■ **Your goal**:
What follows is a set of entries; retype all of them exactly.

■ **Exercise materials**:
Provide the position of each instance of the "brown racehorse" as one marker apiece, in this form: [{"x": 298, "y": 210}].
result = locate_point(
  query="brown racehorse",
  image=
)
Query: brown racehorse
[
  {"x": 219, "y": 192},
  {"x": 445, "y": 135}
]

■ **Response to this task**:
Provide the position of each instance of the "brown racehorse" as one marker apiece, in this form: [{"x": 298, "y": 210}].
result = locate_point(
  query="brown racehorse",
  image=
)
Query: brown racehorse
[
  {"x": 219, "y": 192},
  {"x": 445, "y": 135}
]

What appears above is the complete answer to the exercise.